• LECTURA
+ + + +
Desde mediados del siglo XVIII, el descubrimiento paulatino de antiguas ciudades mayas asentadas al sur de México y en la profundidad selvática del actual Guatemala, tales como Palenque, Tikal, Chichen Itzá, Cobá, Ek Balam, Calakmul, Yaxchilán… unidas a las encontradas anteriormente por los españoles en el siglo XVI, ha permitido determinar a esta remota civilización como una de las más amplias y complejas de Mesoamérica, generando una implicación preponderante de la comunidad científica, de antropólogos, lingüistas, historiadores, artistas, arqueólogos, etc. Paradójicamente, más allá de los estudiosos, lo que, ante aquel exquisito legado, para las poblaciones regionales y globalmente suscitó una mayor atención no fue su historia ni su conocimiento, sino hasta hace unos pocos años, la adjudicación a este reinado, en el señalamiento del fin del mundo.
La temática sensacionalista que se desarrolló en el año 2012 sobre aquel inexorable cataclismo planetario designado para el 21 de diciembre ocasionó gran incertidumbre, estimulando una reacción mediática en cadena hacia aquella noticia. La demanda de los consumidores ante tal acontecimiento crecía exponencialmente a medida que se acercaba el día señalado, lo cual resultaba un fructífero negocio para las agencias divulgadoras de información. En tal coyuntura se convocó también a una reunión exclusiva de los científicos mayólogos mexicanos del Instituto Nacional de Antropología (INAH), lo cual resultaba fuera de lo común, este esfuerzo se hacía para tratar de aclarar al vasto público aquella mala interpretación. Finalmente, después de haber llegado el «último día», el 22 de diciembre, muchos ciudadanos en distintos hemisferios lograron despertar y ver el amanecer, ya gozosos de pasar la «prueba» y poder seguir respirando.
En realidad, la cultura maya poseía una profunda apreciación y estudio hacia los cuerpos celestes, la correlación de los astros con la vida terrenal generaba un vínculo inseparable; además, la creación de tres importantes calendarios sincronizados entre sí, las alineaciones cósmicas que definían ciertas estructuras de grandes proporciones en sus territorios y las místicas representaciones del tiempo entre pasado, presente, y futuro, extendidas en sus simbologías artísticas y jeroglíficas. proponían el escenario perfecto para que una información tergiversada pudiera adquirir fuerza y salir a la luz, propagándose sin mesura en los tentáculos comerciales.
En los años posteriores al 2012, después de la prolongada divulgación noticiosa, la palabra «maya» había ya despertado suficiente interés en las masas, logrando permanecer como una temática atractiva: un impulso utilizado con más detenimiento por la industria cinematográfica, revistas, documentales, arte, turismo, etc. Los especialistas y sacerdotes mayas reivindicarían que, según las creencias milenarias de este pueblo, lo que habría de venir sería un cambio de era, o nuevo B’aktun: una transición marcada cada 394 años. En este sentido, el efecto secundario que generó en la multitud el presunto cataclismo mantuvo e intensificó un acercamiento y reconocimiento colectivo hacia esta cultura, coincidiendo dicha concientización justamente con el inicio del nuevo ciclo, designado previamente por los antiguos.
+ + + +
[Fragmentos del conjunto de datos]
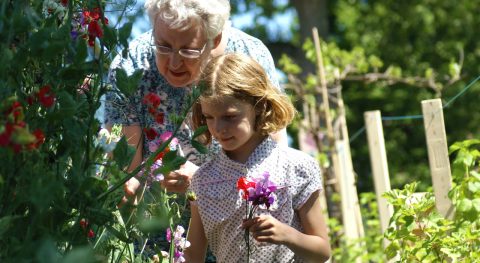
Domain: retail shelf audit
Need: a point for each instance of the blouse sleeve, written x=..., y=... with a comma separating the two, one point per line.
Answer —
x=308, y=179
x=120, y=109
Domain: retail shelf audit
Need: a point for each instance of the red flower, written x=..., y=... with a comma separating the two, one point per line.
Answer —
x=91, y=234
x=91, y=19
x=161, y=154
x=46, y=97
x=152, y=100
x=159, y=117
x=151, y=133
x=16, y=111
x=40, y=139
x=83, y=223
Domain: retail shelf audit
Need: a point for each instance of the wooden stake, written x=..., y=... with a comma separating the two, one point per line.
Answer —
x=438, y=155
x=378, y=160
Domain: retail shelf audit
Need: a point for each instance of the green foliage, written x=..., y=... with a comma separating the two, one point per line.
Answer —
x=419, y=234
x=367, y=249
x=431, y=39
x=59, y=185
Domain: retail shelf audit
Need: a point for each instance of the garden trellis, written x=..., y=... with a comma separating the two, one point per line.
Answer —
x=436, y=142
x=325, y=134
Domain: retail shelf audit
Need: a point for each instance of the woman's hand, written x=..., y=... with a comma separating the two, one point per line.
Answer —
x=266, y=228
x=178, y=181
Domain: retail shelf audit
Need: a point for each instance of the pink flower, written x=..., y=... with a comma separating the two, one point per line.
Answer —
x=179, y=243
x=46, y=97
x=152, y=100
x=257, y=190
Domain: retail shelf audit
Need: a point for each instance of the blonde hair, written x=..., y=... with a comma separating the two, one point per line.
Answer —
x=241, y=77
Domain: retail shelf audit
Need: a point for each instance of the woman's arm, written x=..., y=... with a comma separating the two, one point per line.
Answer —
x=196, y=236
x=133, y=134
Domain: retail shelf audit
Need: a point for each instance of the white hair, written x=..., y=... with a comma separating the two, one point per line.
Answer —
x=212, y=15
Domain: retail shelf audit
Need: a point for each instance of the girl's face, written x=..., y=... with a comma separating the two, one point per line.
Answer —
x=178, y=70
x=232, y=123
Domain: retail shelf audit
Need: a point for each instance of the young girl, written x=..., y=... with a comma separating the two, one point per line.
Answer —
x=240, y=108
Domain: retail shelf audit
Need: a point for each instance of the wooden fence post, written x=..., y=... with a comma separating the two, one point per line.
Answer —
x=378, y=160
x=438, y=155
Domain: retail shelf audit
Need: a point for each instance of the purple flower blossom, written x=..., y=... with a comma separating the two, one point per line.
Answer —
x=179, y=243
x=260, y=190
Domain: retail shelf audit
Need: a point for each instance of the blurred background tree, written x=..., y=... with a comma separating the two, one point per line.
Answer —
x=433, y=39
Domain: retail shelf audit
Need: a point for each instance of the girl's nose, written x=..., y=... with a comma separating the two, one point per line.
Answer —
x=219, y=127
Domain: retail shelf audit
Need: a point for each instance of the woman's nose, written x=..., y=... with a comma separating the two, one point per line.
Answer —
x=175, y=60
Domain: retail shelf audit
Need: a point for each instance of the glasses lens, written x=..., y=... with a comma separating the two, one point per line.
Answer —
x=164, y=50
x=190, y=53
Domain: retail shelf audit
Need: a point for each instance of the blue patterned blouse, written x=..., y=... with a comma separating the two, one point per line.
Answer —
x=141, y=56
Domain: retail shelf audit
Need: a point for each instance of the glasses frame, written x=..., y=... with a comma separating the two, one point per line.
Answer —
x=188, y=53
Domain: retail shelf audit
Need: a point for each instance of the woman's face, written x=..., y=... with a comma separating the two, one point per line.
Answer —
x=178, y=70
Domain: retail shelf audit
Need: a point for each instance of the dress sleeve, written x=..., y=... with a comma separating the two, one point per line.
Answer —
x=308, y=179
x=120, y=109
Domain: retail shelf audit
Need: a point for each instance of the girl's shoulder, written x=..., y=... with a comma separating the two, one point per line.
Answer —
x=295, y=156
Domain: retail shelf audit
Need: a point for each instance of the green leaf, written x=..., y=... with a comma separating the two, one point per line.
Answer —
x=464, y=205
x=199, y=147
x=124, y=33
x=474, y=187
x=199, y=131
x=128, y=84
x=118, y=234
x=476, y=204
x=109, y=38
x=82, y=254
x=81, y=51
x=170, y=162
x=123, y=153
x=5, y=223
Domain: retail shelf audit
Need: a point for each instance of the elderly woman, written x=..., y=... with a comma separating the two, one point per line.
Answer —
x=185, y=34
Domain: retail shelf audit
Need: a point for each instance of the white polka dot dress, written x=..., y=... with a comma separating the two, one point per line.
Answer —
x=222, y=210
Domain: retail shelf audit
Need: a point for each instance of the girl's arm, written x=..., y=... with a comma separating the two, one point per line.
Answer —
x=312, y=245
x=196, y=236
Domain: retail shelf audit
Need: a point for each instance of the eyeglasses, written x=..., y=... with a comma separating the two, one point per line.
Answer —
x=184, y=52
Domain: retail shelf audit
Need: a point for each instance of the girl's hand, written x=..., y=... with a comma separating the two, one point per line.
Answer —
x=178, y=181
x=266, y=228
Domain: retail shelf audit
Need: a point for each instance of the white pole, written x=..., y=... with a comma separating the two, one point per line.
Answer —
x=378, y=160
x=438, y=155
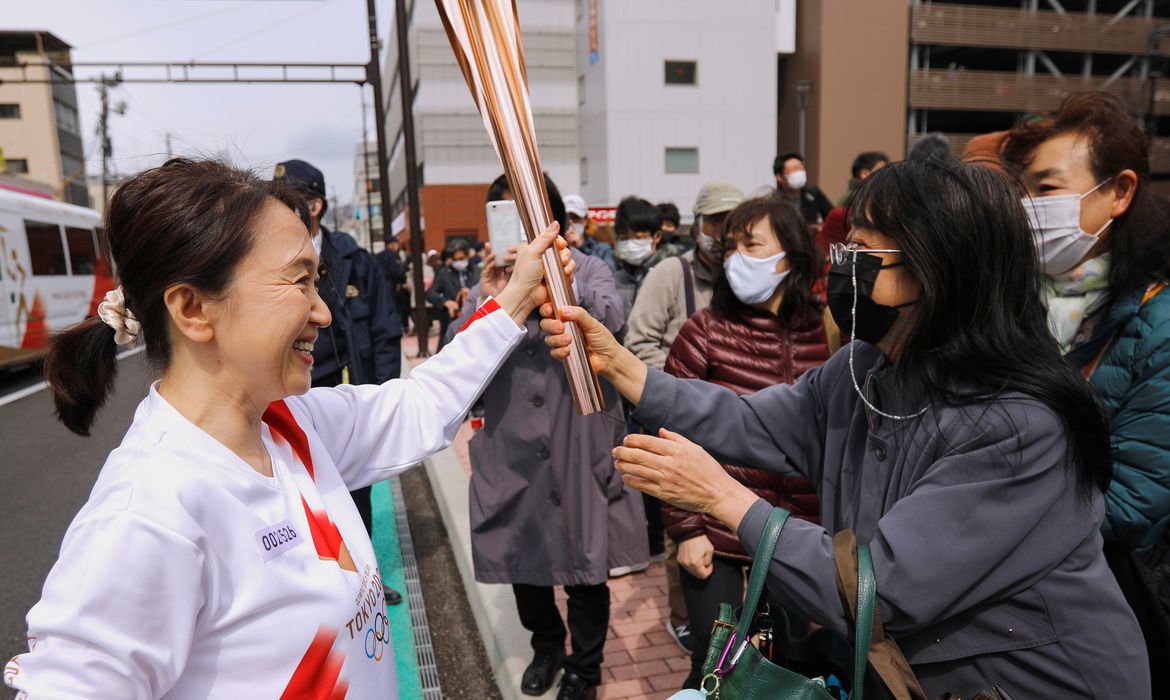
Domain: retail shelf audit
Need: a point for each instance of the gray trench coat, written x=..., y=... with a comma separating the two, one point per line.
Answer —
x=988, y=557
x=546, y=506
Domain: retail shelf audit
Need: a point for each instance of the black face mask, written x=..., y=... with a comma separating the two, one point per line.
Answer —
x=874, y=320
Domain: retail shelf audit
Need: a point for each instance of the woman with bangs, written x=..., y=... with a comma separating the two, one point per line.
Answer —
x=764, y=327
x=950, y=436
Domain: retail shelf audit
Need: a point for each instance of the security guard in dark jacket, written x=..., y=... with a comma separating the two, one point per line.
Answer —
x=362, y=344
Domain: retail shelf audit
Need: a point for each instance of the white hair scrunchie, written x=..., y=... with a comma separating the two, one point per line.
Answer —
x=112, y=311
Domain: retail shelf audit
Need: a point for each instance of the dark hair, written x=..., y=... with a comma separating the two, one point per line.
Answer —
x=669, y=213
x=802, y=252
x=983, y=328
x=933, y=144
x=867, y=160
x=183, y=222
x=778, y=164
x=500, y=185
x=637, y=214
x=1138, y=239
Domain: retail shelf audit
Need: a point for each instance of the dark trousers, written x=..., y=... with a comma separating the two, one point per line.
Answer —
x=362, y=500
x=703, y=598
x=589, y=620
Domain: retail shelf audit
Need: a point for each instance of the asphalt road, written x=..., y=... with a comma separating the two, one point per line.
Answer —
x=47, y=473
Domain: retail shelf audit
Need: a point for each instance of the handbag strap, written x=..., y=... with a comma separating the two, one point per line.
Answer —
x=883, y=654
x=758, y=576
x=867, y=592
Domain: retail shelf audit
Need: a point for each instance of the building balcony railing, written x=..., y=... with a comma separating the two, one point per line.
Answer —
x=992, y=90
x=1000, y=27
x=1160, y=150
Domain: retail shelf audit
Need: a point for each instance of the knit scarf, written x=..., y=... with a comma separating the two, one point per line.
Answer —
x=1074, y=296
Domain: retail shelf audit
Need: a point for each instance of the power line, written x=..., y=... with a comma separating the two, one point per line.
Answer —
x=266, y=28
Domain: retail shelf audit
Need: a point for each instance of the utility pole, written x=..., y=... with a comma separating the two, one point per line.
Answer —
x=103, y=130
x=421, y=323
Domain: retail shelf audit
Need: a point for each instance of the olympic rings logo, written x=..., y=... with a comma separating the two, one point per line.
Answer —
x=377, y=637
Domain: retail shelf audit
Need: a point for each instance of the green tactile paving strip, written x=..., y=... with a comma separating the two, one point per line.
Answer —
x=390, y=562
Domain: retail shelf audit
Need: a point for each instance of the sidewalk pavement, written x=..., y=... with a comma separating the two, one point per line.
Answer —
x=641, y=660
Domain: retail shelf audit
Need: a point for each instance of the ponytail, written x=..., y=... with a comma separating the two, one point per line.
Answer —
x=80, y=369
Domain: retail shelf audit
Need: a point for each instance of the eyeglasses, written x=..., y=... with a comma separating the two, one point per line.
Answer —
x=839, y=253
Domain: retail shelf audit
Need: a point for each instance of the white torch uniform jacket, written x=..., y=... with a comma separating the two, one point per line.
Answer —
x=187, y=574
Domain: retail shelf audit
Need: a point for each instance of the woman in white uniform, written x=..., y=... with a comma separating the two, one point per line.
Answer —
x=219, y=554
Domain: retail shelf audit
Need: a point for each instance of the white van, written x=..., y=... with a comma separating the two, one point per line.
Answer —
x=53, y=272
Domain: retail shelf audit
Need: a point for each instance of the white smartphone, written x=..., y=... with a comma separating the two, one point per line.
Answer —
x=504, y=230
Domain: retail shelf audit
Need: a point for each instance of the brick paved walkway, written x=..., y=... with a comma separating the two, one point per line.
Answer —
x=641, y=660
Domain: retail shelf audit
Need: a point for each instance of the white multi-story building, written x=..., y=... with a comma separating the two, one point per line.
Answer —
x=648, y=97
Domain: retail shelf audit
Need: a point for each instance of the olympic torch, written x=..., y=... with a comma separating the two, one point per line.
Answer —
x=484, y=35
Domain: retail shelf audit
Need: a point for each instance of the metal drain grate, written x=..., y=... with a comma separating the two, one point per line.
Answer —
x=428, y=671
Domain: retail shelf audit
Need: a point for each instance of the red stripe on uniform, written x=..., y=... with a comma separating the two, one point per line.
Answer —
x=280, y=420
x=487, y=308
x=316, y=677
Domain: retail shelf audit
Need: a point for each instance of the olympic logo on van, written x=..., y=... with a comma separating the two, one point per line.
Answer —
x=377, y=637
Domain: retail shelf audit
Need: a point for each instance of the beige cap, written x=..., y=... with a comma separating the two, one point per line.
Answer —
x=716, y=198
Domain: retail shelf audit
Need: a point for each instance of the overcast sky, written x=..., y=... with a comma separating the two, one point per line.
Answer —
x=256, y=125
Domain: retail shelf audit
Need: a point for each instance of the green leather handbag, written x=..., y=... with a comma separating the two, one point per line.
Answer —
x=736, y=670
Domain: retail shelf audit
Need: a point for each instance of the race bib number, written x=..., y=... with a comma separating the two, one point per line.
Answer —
x=277, y=539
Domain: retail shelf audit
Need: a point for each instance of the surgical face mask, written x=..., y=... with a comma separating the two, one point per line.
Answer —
x=1057, y=232
x=754, y=280
x=635, y=251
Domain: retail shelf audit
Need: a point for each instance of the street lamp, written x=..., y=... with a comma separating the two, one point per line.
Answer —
x=804, y=91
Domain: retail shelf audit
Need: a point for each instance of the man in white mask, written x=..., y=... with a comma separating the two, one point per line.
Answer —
x=672, y=292
x=578, y=233
x=792, y=182
x=637, y=226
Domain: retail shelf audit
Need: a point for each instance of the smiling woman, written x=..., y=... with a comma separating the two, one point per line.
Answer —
x=220, y=553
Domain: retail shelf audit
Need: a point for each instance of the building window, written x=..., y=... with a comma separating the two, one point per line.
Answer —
x=681, y=160
x=67, y=117
x=45, y=249
x=82, y=254
x=680, y=73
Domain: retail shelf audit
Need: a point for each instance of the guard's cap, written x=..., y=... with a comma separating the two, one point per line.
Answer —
x=716, y=198
x=302, y=176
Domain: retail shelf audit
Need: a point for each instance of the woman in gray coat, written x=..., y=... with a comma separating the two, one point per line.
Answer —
x=950, y=436
x=546, y=506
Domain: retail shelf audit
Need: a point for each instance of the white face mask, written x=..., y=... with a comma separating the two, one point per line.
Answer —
x=709, y=246
x=635, y=251
x=1057, y=230
x=754, y=280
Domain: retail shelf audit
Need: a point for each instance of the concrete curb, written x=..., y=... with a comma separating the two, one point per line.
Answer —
x=504, y=639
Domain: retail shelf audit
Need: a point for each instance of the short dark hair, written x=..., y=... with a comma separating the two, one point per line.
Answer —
x=868, y=160
x=933, y=144
x=183, y=222
x=1140, y=239
x=500, y=185
x=637, y=214
x=669, y=213
x=778, y=164
x=800, y=249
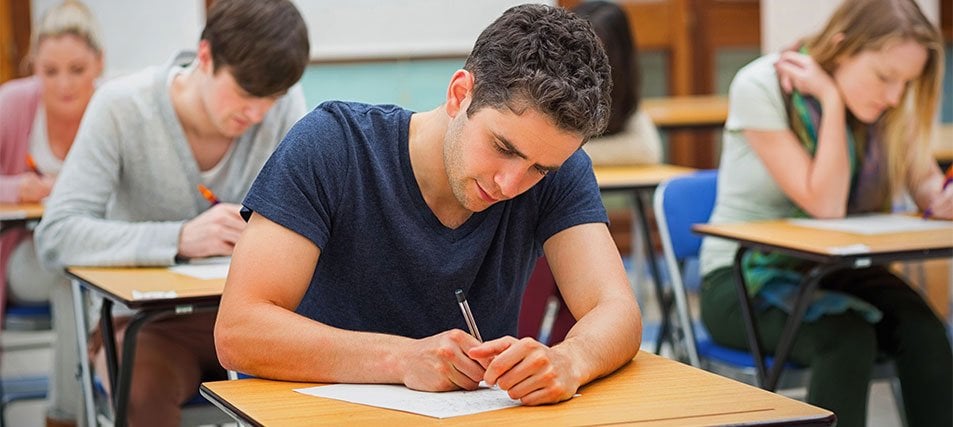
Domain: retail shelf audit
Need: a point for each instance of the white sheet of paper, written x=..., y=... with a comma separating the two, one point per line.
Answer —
x=437, y=405
x=207, y=268
x=140, y=295
x=876, y=224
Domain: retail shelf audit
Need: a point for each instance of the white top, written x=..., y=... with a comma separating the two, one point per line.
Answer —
x=746, y=191
x=46, y=161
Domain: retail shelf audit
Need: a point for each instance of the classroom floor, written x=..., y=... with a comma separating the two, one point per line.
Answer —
x=30, y=356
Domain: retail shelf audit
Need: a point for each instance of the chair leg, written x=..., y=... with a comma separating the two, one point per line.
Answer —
x=898, y=399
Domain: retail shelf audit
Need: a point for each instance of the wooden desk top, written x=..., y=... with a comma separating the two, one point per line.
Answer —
x=118, y=283
x=17, y=211
x=784, y=234
x=651, y=390
x=687, y=111
x=636, y=176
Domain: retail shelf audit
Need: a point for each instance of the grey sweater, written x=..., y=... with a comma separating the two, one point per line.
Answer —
x=130, y=180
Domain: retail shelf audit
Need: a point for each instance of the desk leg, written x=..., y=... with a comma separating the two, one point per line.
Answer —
x=786, y=341
x=124, y=379
x=107, y=330
x=768, y=380
x=747, y=314
x=82, y=329
x=664, y=299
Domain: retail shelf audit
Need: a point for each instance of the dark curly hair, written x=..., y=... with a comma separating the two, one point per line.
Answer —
x=611, y=25
x=264, y=44
x=544, y=58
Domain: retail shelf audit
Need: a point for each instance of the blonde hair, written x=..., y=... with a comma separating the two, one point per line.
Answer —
x=866, y=25
x=69, y=17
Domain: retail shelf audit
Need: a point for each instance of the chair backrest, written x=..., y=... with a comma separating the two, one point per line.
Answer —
x=679, y=203
x=684, y=201
x=543, y=314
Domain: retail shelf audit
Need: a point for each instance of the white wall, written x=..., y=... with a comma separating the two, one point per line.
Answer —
x=785, y=21
x=348, y=29
x=139, y=33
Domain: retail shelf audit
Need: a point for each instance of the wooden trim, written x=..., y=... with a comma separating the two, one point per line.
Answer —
x=15, y=27
x=946, y=20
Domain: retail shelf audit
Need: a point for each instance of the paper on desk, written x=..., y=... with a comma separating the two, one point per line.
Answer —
x=876, y=224
x=209, y=268
x=437, y=405
x=140, y=295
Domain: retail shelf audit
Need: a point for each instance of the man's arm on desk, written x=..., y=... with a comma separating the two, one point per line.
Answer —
x=258, y=333
x=592, y=281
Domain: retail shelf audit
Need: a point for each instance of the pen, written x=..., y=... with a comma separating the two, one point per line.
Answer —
x=467, y=315
x=208, y=194
x=30, y=163
x=947, y=179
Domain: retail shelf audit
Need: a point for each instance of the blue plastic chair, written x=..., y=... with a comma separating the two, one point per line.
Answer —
x=680, y=203
x=33, y=387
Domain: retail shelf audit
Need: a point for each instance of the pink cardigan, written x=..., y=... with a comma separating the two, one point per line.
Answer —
x=18, y=102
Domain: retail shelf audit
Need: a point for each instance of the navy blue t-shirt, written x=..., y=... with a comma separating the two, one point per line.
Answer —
x=342, y=178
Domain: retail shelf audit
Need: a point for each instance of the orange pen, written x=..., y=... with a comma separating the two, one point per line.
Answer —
x=946, y=182
x=208, y=194
x=30, y=163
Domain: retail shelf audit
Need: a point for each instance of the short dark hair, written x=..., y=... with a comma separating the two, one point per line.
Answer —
x=263, y=43
x=546, y=58
x=610, y=23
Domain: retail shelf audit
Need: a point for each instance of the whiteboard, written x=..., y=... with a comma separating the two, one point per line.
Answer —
x=342, y=30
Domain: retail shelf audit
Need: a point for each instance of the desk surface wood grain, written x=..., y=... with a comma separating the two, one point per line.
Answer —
x=648, y=391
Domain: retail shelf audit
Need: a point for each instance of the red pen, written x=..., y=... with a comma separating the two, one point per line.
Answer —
x=30, y=163
x=948, y=178
x=208, y=194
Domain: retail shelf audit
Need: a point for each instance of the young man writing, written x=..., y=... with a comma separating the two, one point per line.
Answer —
x=128, y=194
x=368, y=218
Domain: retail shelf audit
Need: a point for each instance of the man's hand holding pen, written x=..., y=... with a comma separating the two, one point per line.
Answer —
x=528, y=370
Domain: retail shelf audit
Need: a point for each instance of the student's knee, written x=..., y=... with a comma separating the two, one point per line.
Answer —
x=923, y=335
x=155, y=395
x=842, y=338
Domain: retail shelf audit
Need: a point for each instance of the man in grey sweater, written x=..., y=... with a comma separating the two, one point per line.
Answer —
x=128, y=193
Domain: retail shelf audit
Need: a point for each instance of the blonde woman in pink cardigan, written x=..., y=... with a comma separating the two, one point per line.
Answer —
x=39, y=117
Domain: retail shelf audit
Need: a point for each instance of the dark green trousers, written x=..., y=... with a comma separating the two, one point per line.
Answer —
x=840, y=349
+ + + +
• COMPRUEBA TU COMPRENSIÓN
1) Reescribe el fragmento del texto sobre la civilización maya comprendido entre "En los años" y "por los antiguos.", ambos incluidos, y sustituye "industria cinematográfica" por "industria audiovisual".
2) Prosigue el texto sobre la civilización maya a partir de su última oración.

• RESULTADOS POR TAREA
1)
En los años posteriores al 2012, después de la prolongada divulgación noticiosa, la palabra «maya» había ya despertado suficiente interés en las masas, logrando permanecer como una temática atractiva: un impulso utilizado con más detenimiento por la industria audiovisual, revistas, documentales, arte, turismo, etc. Los especialistas y sacerdotes mayas reivindicarían que, según las creencias milenarias de este pueblo, lo que habría de venir sería un cambio de era, o nuevo B’aktun: una transición marcada cada 394 años. En este sentido, el efecto secundario que generó en la multitud el presunto cataclismo mantuvo e intensificó un acercamiento y reconocimiento colectivo hacia esta cultura, coincidiendo dicha concientización justamente con el inicio del nuevo ciclo, designado previamente por los antiguos.

2)
La presencia de esta civilización se remonta también a otro enigmático aspecto: el relacionado con el repentino abandono de sus antiguas ciudades, cuyo establecimiento regional comprende casi un centenar de pirámides y miles de diversas estructuras arqueológicas, identificando mayormente las edificaciones colosales en el período clásico (250 al 950 d. C.), donde se llegaron a erigir palacios de hasta veinticinco mil metros cuadrados. Este acontecimiento también llamaría la atención a los españoles, que encontrarían en el siglo XV algunas de estas acrópolis como: Uxmal, Tulum, Copan, vacías, abrazadas por la selva. Sin embargo, el conocimiento maya no generaría un interés especial a los foráneos, los escritos referentes enfocados en las crónicas no profundizan en la historia y cosmovisión de dicha cultura. La mayor atención para muchos frailes consistiría en poder implementar estrategias de evangelización, y en cuanto a los soldados y aventureros, se orientarían más hacia la búsqueda de riquezas y todas sus implicaciones.
Al tener contacto con los colonizadores en el denominado período posclásico, habrían pasado unos seis siglos después del súbito abandono de sus ciudades, época en la cual inicialmente la población también tuvo una reducción considerable y quedó dispersa, suprimiendo el sistema monárquico y adoptando una gobernación a través de confederaciones. Para entonces los avances que habían adquirido los antiguos mayas, solo se mantenían de manera parcial, pero a pesar de que no se precisan registros de instituciones de educación intergeneracional, como sí las hubo en los siglos marcados por el período clásico; en el posclásico aún se preservaban en manos de los sabios las lecturas astronómicas, el uso de calendarios, matemáticas y escritura.
Parte de la historia de esta población también registra un episodio trágico cuando, en 1562, el misionero franciscano Diego de Landa ordenó quemar en Maní, Yucatán, todos los códices (libros sagrados) mayas, una cantidad que apunta entre 27 y 40 existentes en aquel entonces, además de miles de estatuas, y aproximadamente una tonelada de documentos pictográficos y libros. Manifestaría el sacerdote al rey Felipe II que esta acción era necesaria: «y porque no tenían cosas en que no hubiera supersticiones, se los quemamos todos…»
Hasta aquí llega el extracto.